**DIRECTIONS FOR THIS TASK**
Find the word "instance" in the records and copy every line where it occurs.

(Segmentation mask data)
──────

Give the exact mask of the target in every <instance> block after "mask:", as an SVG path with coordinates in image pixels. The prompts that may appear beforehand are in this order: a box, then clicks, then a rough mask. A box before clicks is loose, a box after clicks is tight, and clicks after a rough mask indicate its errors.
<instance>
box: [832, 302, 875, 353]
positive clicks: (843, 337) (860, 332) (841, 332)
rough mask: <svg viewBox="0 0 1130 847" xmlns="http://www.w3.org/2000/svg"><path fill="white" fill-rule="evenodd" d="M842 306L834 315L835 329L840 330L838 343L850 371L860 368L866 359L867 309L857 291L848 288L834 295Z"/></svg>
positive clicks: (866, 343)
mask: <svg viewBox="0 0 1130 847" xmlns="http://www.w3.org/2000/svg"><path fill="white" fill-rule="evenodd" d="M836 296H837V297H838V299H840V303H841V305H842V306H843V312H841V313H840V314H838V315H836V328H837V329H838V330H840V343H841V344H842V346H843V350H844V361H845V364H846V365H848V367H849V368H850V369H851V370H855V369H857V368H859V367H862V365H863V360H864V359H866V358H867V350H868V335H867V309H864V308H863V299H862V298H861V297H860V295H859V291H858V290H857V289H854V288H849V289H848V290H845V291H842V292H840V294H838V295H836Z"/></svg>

──────

**SOLUTION TO THE PROBLEM**
Give the exact mask of the target in every <instance> block after "mask:", as an SVG path with coordinates in image pixels. The prompts that may appear beforehand are in this order: a box, then clicks, then a rough mask. A box before clicks is loose, a box after clicks is tight, and clicks after a rough mask indicate its errors.
<instance>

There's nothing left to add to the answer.